- **Given records**

+---+

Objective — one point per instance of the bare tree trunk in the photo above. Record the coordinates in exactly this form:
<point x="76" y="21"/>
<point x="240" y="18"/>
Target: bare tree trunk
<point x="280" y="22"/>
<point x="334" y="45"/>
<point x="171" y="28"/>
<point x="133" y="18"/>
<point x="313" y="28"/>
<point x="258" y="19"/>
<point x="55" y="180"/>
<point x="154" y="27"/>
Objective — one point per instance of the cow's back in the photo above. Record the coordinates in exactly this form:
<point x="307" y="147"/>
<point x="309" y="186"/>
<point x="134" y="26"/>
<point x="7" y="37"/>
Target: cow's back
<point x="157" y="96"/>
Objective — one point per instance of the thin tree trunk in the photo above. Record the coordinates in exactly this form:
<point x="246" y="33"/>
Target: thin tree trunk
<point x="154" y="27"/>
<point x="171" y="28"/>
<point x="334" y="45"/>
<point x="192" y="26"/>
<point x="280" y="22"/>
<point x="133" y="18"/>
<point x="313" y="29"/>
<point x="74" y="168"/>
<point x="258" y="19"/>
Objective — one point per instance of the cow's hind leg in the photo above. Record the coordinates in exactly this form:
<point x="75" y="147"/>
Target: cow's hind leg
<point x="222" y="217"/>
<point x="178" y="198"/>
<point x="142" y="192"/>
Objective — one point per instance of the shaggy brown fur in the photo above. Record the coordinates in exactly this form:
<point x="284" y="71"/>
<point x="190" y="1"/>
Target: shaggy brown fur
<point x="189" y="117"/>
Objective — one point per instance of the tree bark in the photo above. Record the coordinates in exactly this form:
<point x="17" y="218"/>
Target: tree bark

+---+

- **Instructions to follow**
Carry over everything from the line containing "Objective — one point per instance of the cow's hind" down to the end of the records, requests included, adding -22 to each coordinate in the answer points but not to the coordinates in the requests or their format samples.

- **Solution to this problem**
Objective — one point per instance of the cow's hind leg in the photo above. Record the coordinates in exactly this form:
<point x="75" y="147"/>
Target: cow's hind leg
<point x="200" y="195"/>
<point x="156" y="176"/>
<point x="120" y="170"/>
Objective — one point per instance of the shaggy brown fur in the photo above. Record the coordinates in exactly this form:
<point x="284" y="71"/>
<point x="190" y="1"/>
Target: shaggy brown fur
<point x="167" y="95"/>
Objective — one point per instance of the tree bark in the photo above. Record the coordinates in exactly this form:
<point x="17" y="218"/>
Target: tree bark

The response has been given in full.